**What you will do**
Beginning with the first entry, restate the data word for word and leave out the images.

**Data records**

========================================

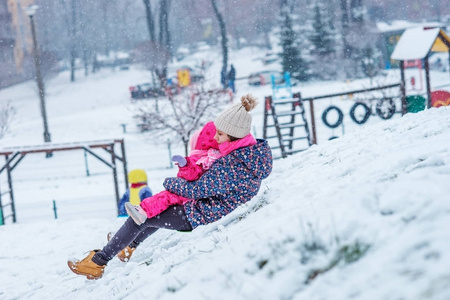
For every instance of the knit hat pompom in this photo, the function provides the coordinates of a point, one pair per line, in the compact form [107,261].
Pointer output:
[236,121]
[249,102]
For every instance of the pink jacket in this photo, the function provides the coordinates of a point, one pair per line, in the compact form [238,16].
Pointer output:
[204,151]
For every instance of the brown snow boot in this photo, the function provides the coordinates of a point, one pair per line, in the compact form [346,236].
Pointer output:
[126,253]
[87,267]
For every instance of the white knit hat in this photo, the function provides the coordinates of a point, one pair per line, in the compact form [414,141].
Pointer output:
[236,121]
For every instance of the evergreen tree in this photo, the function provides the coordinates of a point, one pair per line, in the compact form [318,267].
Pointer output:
[292,60]
[322,36]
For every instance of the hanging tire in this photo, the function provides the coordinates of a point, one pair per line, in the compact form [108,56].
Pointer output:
[339,120]
[366,114]
[385,108]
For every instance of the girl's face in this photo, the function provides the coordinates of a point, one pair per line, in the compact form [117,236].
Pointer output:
[221,137]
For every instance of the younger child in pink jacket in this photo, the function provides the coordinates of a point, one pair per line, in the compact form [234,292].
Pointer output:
[205,150]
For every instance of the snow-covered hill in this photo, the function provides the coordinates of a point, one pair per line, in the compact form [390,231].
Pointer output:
[365,216]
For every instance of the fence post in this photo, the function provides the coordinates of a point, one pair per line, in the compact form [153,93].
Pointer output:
[313,122]
[86,164]
[170,153]
[54,209]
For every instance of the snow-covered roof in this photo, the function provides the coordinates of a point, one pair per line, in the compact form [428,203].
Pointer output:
[402,25]
[416,43]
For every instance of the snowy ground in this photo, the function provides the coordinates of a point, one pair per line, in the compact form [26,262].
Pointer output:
[364,216]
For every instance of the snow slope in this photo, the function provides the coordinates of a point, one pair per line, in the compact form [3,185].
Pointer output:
[364,216]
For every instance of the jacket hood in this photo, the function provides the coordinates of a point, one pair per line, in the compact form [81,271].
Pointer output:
[257,158]
[205,139]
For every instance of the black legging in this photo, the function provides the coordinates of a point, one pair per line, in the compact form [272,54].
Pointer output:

========================================

**Solved exercise**
For every instance of the knit hat pompom in this photo, the function provides the coordinates of a point, one pair per line, in the compact form [107,261].
Pointer output:
[236,121]
[249,102]
For every instance of the pink jacket in this photo, the function provides the coordinates of a point, one pair per line, in the compact form [238,16].
Pointer output:
[204,151]
For every instance of the brown snow boot in this photo, the function provides the coordinates of a point, one pair per line, in the compact form [346,236].
Pointer output:
[126,253]
[87,267]
For every instance of the white knit hat in this photo, the function provides the coordinates of a point, one pair per line, in the compact form [414,141].
Pointer output:
[236,121]
For every instance of the evergreen tree in this photo, the function provides the coordinates of a point, one pair per line, in the compact form [318,267].
Pointer output:
[292,60]
[322,36]
For every instance of the hanging tire in this photo, the function provides the coordinates of a point, one pair per line, in the compact form [108,56].
Pointer output:
[339,120]
[366,114]
[385,108]
For every instance of the girl's face in this photo, the function provides the coordinates of a point, one pair per line, in the compact form [117,236].
Pointer output:
[221,137]
For every instance of the younger child in pink jacket in this photo, the function provides the coordinates of a point, one pair per line, in the compact form [234,292].
Pointer output:
[205,150]
For every instance of the snow-covered hill in this photo, the function provides the coordinates of a point, one pair per line, in the compact form [390,231].
Pointer output:
[365,216]
For every instance of the fence post in this photo, the function provides the coordinates of a point, one pair per line, in the compact form [153,93].
Pointer output:
[313,122]
[86,164]
[170,153]
[54,209]
For every instance of the snow-covered roof in this photo, the function provides the coordinates of a point, one pair per line, in the compact form [428,203].
Pointer output:
[402,25]
[416,43]
For every instance of the snowy ground in this photo, the function provides the coordinates of a point, one pair per line, in the compact form [26,262].
Pointer output:
[364,216]
For every instance of the snow slope in this photo, the function provides the coordinates of a point, one pair per line, in the compact form [3,185].
Pointer output:
[364,216]
For every instance of the jacket hood in this photo, the function provides the coordinates of a point, one pair per line, in the compact form [81,271].
Pointer output:
[257,158]
[205,139]
For every instance of the black legging in this photo, the function provides the coordinates of a point, one pair per line, in the compact form [272,54].
Pointer output:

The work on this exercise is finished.